----- Records provided -----

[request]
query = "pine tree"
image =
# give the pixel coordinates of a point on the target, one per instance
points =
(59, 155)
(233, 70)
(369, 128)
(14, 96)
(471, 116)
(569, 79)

-----

■ Work to do: Quote the listing above in full, reproducing every line character for character.

■ Solution to this problem:
[request]
query = "pine tree"
image =
# give the pixel coordinates of a point on the target, one per instance
points =
(59, 155)
(233, 70)
(369, 128)
(14, 96)
(471, 116)
(569, 79)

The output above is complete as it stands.